▶ **EXTRACTED TEXT**:
————
I tend to do my best thinking around 0500, when I am desperate to entertain myself in order to stay awake during a night shift. I am a travel nurse—my husband and I move across the country to new locations for thirteen weeks at a time. One particular night in July, I wasn’t working with any of my friends, so I had a lot of time on my hands to sit and do nothing until the next patient arrived to the emergency department for care. I am always planning our next adventure, scouting out locations on our ever-long to-do list, and finding the best places to camp. Any time when we have multiple days off of work, we hit the road to some new place that we have never been before.
But on this particular night, we didn’t have any trips on the radar and I realized that after my next shift on the following night, I had an entire four days off of work! I certainly did not want to waste them. I sent a text to my husband, Corey, and said, “Hey! I have the next few days off. What do you say that we pack our bags and head back up to the Tetons after I get off of work tomorrow morning?” We had been before, fallen madly in love with the towering peaks and endless wildflowers, and I just knew I wanted to go back.
After arriving home that morning and talking with Corey, the harsher side of spontaneity kicked in—we had no place to stay in Jackson Hole. For anyone that has been to Jackson, Wyoming, you know how expensive Airbnbs and motels are during the summer, so we struggled to find accommodations. Everything was over three hundred dollars per night with limited availability. We had the same issue the first time we went to the Tetons and Yellowstone, so we rented a small camper off of Airbnb, hooked it to our Jeep and rented a camp spot outside of town. Unfortunately, renting a camper wasn’t an option this time.
I refused to give up! We considered tent camping but we’d left our gear in Georgia, and then it hit me—I bet we could fit an air mattress in the back of our Jeep if we laid the seats down! While I was at work that night, Corey bought us an air mattress while I spent down time at work finding a great campsite for us. When I got off work at 0700 we hit the road. I slept during the four-hour drive from Salt Lake City to Jackson while Corey drove.
After exploring for the day and taking a little hike around strikingly clear Jenny’s Lake, we decided to make our way towards the campsite that I had picked for us. I successfully found what I believe to be the most beautiful place to camp around Grand Teton National Park, and the best part—it’s FREE! In the middle of Bridger-Teton National Forest lies Shadow Mountain. You take a fifteen-minute drive up a dirt road with the most magnificent views of the Tetons towering over the valleys below. The entire ridgeline was spotted with campers that had the same idea as us—some in campers, some in tents, some in camper vans, and some in their cars like us.
We found a perfect spot complete with a fire ring and a level spot to park the car. Lucky for us, our full-sized air mattress fit like a charm so we set up camp for the evening. Corey built us a roaring fire, we roasted smores and drank PBR from the local park store that we had picked up on the way (I know, this beer choice was against my better judgment but the all-American beer just felt right in that moment!). We laid peacefully in the back of our jeep, equipped with our new bed and battery-operated string lights, and watched one of the most beautiful sunsets I’ve ever seen in my life. The bright yellow and oranges of the sky contrasted with the deep summer green of the Tetons, casting a glow on the field of wildflowers where we were parked. In that moment, I felt fulfilled, utterly happy, and completely at peace.
————
▶ **SOURCE DATA**:
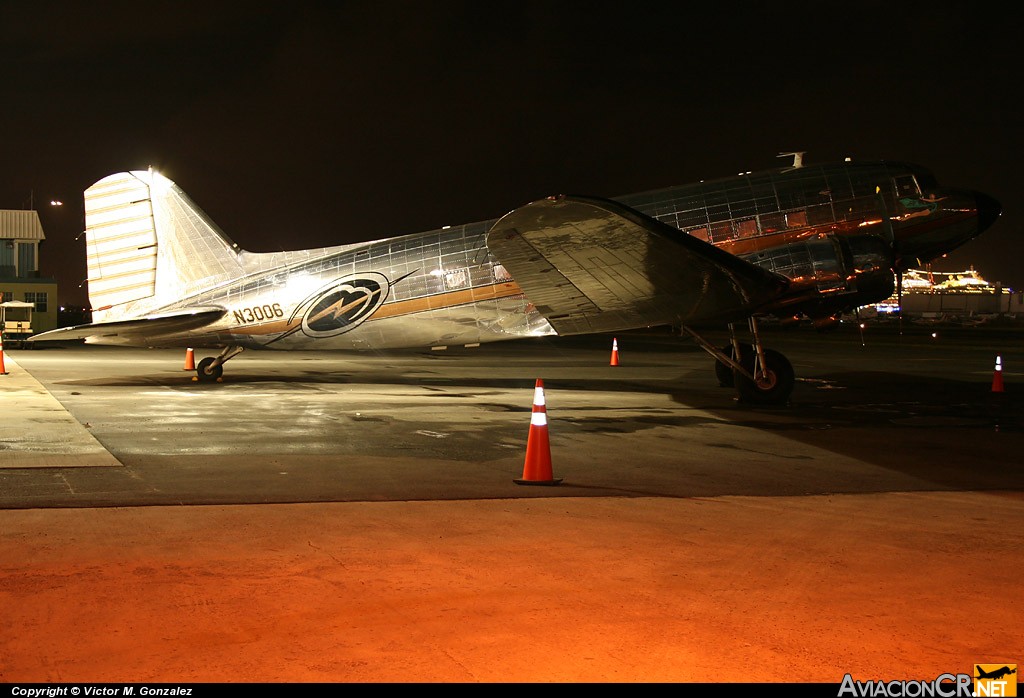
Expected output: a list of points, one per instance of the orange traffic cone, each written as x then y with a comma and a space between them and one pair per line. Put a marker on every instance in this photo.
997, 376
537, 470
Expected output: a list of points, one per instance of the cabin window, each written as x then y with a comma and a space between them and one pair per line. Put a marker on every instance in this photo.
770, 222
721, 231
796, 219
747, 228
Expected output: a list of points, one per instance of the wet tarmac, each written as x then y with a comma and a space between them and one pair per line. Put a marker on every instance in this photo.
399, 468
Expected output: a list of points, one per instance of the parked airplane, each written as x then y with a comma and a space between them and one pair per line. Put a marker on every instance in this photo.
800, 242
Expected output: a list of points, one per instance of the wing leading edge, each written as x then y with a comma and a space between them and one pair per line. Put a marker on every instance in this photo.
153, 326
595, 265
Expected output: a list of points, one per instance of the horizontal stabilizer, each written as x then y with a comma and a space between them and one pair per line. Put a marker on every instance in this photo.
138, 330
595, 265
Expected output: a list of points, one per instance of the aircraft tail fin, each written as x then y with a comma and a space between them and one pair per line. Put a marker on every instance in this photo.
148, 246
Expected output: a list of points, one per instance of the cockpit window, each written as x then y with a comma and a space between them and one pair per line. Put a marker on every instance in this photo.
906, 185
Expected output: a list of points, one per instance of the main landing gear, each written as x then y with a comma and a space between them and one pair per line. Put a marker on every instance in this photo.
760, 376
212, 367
————
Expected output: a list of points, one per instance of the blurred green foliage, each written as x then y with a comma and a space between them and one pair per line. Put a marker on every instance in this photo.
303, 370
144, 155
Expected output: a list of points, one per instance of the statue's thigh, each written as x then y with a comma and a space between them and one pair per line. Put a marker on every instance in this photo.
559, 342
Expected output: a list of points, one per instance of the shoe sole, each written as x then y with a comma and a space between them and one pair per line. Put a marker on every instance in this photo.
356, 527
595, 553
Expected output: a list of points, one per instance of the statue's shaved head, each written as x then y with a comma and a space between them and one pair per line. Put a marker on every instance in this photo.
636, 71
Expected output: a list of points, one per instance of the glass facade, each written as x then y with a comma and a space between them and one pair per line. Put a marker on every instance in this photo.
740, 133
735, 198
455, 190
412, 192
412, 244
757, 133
————
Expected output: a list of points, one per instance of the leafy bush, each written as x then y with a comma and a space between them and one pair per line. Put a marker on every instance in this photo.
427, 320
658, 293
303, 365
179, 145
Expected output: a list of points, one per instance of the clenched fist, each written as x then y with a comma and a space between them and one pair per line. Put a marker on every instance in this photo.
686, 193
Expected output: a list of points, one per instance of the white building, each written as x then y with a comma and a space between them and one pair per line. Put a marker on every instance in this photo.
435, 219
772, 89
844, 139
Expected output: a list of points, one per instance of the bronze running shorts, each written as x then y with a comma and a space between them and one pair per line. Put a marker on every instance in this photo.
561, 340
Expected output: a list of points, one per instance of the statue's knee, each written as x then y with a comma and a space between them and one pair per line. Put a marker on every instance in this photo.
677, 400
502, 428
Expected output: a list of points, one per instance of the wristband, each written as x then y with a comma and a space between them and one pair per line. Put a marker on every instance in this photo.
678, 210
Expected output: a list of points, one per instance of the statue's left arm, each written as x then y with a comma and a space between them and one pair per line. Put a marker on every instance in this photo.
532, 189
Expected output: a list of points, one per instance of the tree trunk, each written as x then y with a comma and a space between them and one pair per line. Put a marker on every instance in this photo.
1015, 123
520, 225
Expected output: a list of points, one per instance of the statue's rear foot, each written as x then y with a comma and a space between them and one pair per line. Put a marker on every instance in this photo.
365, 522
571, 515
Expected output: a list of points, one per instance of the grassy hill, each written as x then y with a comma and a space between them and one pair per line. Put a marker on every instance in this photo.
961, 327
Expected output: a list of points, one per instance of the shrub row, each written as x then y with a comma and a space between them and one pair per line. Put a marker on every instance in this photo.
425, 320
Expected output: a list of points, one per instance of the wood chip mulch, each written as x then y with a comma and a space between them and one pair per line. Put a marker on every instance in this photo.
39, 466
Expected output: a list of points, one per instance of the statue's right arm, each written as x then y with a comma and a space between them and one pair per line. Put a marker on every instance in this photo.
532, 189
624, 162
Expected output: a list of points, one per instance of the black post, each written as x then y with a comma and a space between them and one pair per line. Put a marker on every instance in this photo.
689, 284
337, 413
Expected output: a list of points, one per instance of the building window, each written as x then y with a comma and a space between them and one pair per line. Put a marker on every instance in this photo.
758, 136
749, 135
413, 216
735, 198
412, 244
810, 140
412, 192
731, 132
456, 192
————
▶ **TASK DETAILS**: According to the camping story, in what kinds of shelter were people staying along the Shadow Mountain ridgeline? None of the lines has any bearing on the exercise.

▶ **TASK RESPONSE**: campers, tents, camper vans, cars